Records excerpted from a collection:
__________________________________________________

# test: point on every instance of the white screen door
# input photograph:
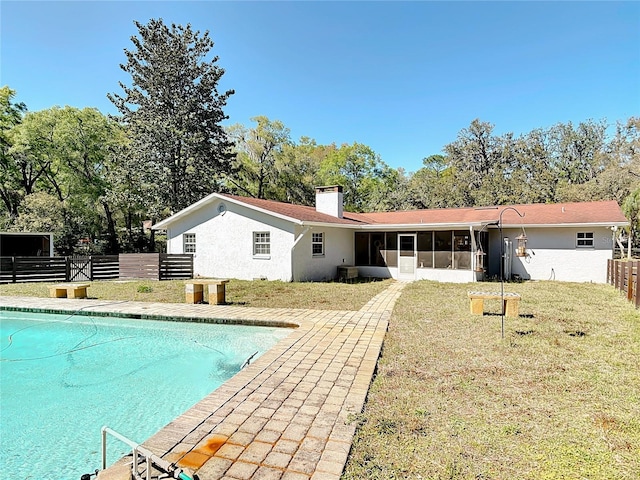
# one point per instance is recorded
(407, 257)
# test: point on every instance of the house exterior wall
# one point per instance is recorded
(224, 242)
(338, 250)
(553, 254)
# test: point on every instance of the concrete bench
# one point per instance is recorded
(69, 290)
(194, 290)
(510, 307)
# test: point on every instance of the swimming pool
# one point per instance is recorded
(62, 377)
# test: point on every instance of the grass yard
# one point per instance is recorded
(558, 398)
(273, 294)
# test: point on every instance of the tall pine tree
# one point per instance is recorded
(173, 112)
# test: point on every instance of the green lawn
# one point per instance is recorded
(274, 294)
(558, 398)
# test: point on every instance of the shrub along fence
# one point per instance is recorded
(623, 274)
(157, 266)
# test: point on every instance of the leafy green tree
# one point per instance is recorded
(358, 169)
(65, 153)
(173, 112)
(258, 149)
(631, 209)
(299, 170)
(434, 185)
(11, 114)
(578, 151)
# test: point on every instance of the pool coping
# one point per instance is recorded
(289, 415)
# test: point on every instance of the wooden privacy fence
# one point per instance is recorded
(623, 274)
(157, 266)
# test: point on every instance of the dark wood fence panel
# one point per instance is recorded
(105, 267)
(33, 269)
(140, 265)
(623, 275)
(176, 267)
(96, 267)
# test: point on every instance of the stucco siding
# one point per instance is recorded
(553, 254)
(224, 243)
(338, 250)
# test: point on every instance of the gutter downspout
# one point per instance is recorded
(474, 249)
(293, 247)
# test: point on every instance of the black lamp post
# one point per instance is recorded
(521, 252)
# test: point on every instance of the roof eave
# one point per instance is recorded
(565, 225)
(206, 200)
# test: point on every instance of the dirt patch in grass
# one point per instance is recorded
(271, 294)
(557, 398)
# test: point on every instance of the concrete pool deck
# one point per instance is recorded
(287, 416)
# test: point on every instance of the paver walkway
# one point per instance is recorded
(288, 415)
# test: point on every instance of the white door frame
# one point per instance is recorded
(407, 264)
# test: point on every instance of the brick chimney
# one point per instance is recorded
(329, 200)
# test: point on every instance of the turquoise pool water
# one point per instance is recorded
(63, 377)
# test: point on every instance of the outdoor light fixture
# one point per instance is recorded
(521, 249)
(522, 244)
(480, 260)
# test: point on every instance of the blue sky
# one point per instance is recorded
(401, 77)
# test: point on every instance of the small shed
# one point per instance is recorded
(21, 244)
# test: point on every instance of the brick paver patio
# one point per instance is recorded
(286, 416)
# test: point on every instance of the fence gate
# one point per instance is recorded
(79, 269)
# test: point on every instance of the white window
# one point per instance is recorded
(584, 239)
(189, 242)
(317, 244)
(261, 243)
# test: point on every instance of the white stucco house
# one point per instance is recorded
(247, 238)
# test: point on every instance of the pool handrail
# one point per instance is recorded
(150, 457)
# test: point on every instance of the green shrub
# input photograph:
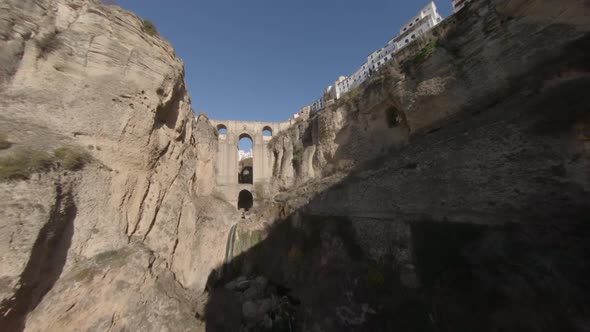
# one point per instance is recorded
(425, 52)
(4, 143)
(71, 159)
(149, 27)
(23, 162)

__________________________________________________

Check each line of the records for "stucco" and copy the ones that contain it.

▶ [REPLY]
# test: point on every instance of the stucco siding
# test: point on every instance of the white stucco house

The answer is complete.